# GIVEN EXERCISE 1:
Answer these questions about the forum thread on mechanical engineering universities:
(a) Which university does one reply say undoubtedly has the strongest reputation?
(b) What does the reply advising against Oxbridge say those universities don't offer?
(c) From which year onwards does one reply say Cambridge students functionally have to specialise?

I am deciding which UK unis to apply to at the moment, and was wondering if anybody could help me out. I am trying to pick the BEST unis in the UK that do a mechanical engineering course (except for Cambridge that does the general course). This seems to vary from table to table, and was wondering if anybody had any other opinion. Cheers
Imperial, Southampton, Loughborough, Birmingham, Manchester, Oxford, Cambridge all worth considering.

I'd note that while Cambridge is a "general engineering" course, you do functionally have to specialise from third year onwards in one particular area (particularly if seeking accreditation for your degree - as they do offer specialisms with the associated accreditation as a "single subject" engineering degree elsewhere has) and the "general" courses taken in the first two years more or less mirror the other areas of engineering you'd often have to study in a mechanical engineering degree elsewhere anyway. Same for Oxford.
Original post by joshspullen
I am deciding which UK unis to apply to at the moment, and was wondering if anybody could help me out. I am trying to pick the BEST unis in the UK that do a mechanical engineering course (except for Cambridge that does the general course). This seems to vary from table to table, and was wondering if anybody had any other opinion. Cheers


Avoid Oxbridge - they don't offer a year in Industry.

Bath, Loughborough, Oxford Brookes - this is if you actually want to work as an Engineer. To get a job you do need work experience at university and a course that is modern and not just theory.

Many of my students go on to study Engineering and all have found work - often getting jobs above Oxbridge people because they can talk knowledgeably about current ideas.

Some universiites take part in Formula Student which is a good competition and it tends to be non-RG unis that do well.
Imperial undoubtedly has the strongest reputation. There are a lot of very reputable unis just behind: Loughborough/Southampton/Bristol/bath/notts/Birmingham/leeds/Strathclyde/glasgow

The Oxbridge courses are not mechanical engineering but as pointed out above they do include mechanical engineering options as they cover all areas

Overall it depends what you want to do, if you do want to pursue something like working in the energy sector/technical consultancy/IP you are probably better off targeting Imperial & Oxbridge (these companies are very competitive mainly due to high salary, global opportunities & faster salary progression) although if you are pursuing a role in most industries it’s less important exactly where you look to, and not going to these unis won’t prevent you working in the sectors but if you look at recruitment numbers they do outperform basically every other university.
(edited 1 year ago)
Reply 4
Original post by joshspullen
I am deciding which UK unis to apply to at the moment, and was wondering if anybody could help me out. I am trying to pick the BEST unis in the UK that do a mechanical engineering course (except for Cambridge that does the general course). This seems to vary from table to table, and was wondering if anybody had any other opinion. Cheers

Best in terms of what? What are your criteria?
Original post by joshspullen
Thank you for all of your help! I am looking for a place that has a good course with a good reputation. Since I'm not sure whether I want to pursue engineeing or go into consultancy just yet, I'm mostly interested in the future prospects side of things. My choices so far are the following:
General Eng at Cambridge
MEng at Imperial
MEng at UCL
MEng at Bath
MEng at Edinburgh
Does anyone have any suggestion/recommendation on courses that offer better future prospects?

Point labeling examples
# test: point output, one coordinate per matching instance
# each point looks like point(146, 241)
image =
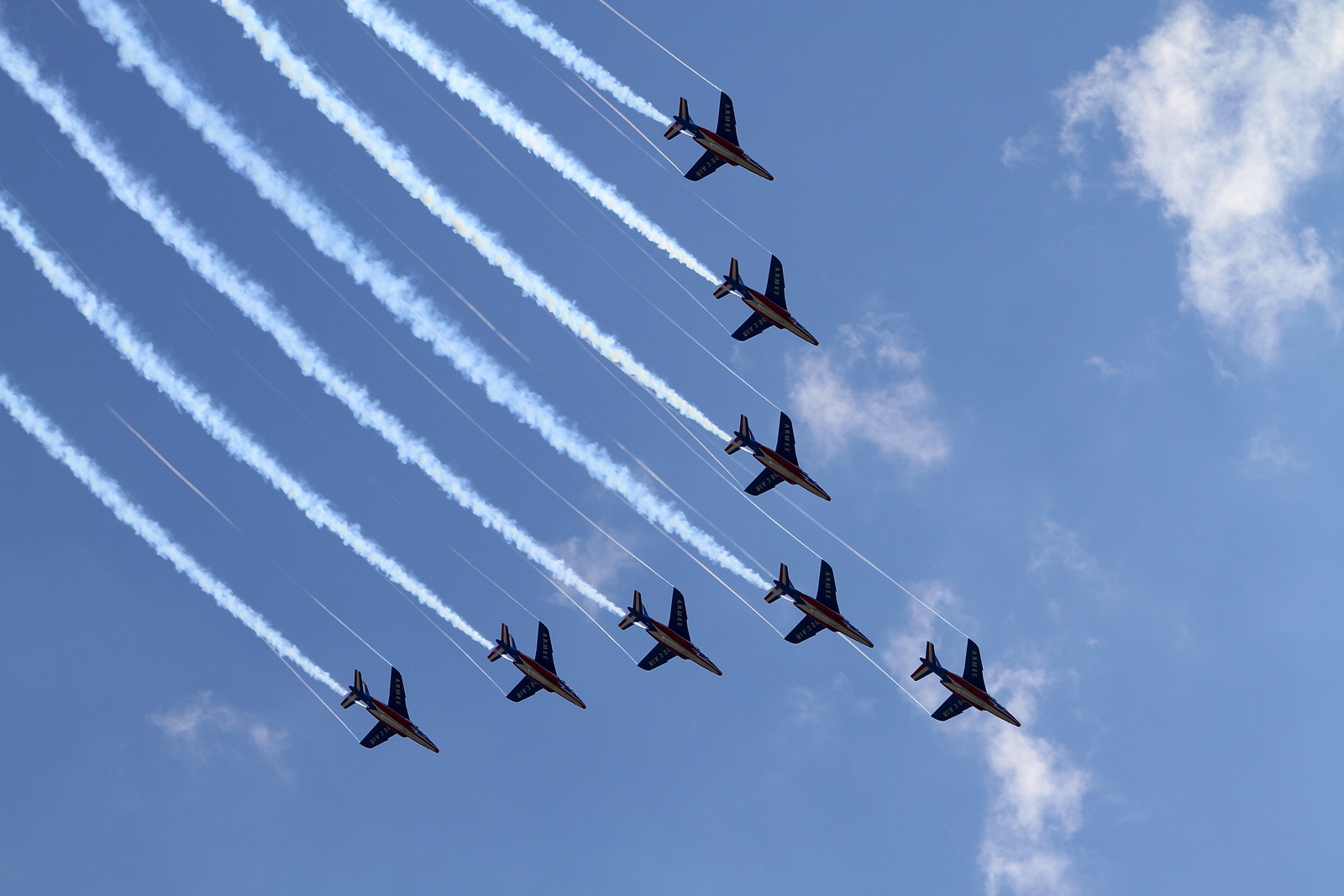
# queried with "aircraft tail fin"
point(730, 281)
point(738, 441)
point(506, 641)
point(781, 586)
point(638, 610)
point(358, 688)
point(927, 664)
point(683, 113)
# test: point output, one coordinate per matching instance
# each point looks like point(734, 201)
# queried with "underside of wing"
point(774, 286)
point(709, 164)
point(658, 656)
point(804, 631)
point(378, 735)
point(764, 483)
point(524, 689)
point(951, 707)
point(753, 325)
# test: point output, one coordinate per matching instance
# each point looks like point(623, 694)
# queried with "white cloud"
point(205, 728)
point(1037, 801)
point(893, 416)
point(1225, 123)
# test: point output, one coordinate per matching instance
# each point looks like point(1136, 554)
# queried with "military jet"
point(538, 672)
point(769, 309)
point(674, 638)
point(822, 611)
point(391, 716)
point(781, 465)
point(721, 147)
point(968, 689)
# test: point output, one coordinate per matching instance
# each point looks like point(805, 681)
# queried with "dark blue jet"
point(674, 638)
point(968, 689)
point(393, 718)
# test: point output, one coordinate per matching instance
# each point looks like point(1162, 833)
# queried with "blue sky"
point(1074, 273)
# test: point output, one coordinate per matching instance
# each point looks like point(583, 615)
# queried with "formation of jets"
point(820, 611)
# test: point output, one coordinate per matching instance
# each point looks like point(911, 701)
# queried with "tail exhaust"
point(929, 663)
point(683, 114)
point(632, 617)
point(730, 281)
point(781, 587)
point(739, 438)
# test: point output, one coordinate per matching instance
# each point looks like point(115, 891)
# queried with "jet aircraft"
point(721, 147)
point(674, 638)
point(538, 672)
point(769, 308)
point(391, 716)
point(968, 689)
point(822, 611)
point(781, 465)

# GIVEN EXERCISE 2:
Write out the rows, everything from the start of the rows down to the line containing "point(753, 325)", with both ends included. Leave the pictures out of your answer.

# TASK ANSWER 1:
(a) Imperial.
(b) A year in Industry.
(c) From the third year onwards.

# TASK ANSWER 2:
# test: point output, one coordinate per matching instance
# each point looks like point(146, 241)
image =
# queried with "aircraft tail fin"
point(730, 281)
point(738, 441)
point(506, 641)
point(781, 586)
point(638, 610)
point(358, 688)
point(927, 664)
point(683, 113)
# test: point output, one coordinate per matching instance
# each point looks like point(734, 201)
# queried with "underside of wing"
point(774, 286)
point(709, 164)
point(658, 656)
point(804, 631)
point(378, 735)
point(764, 483)
point(524, 689)
point(951, 707)
point(753, 325)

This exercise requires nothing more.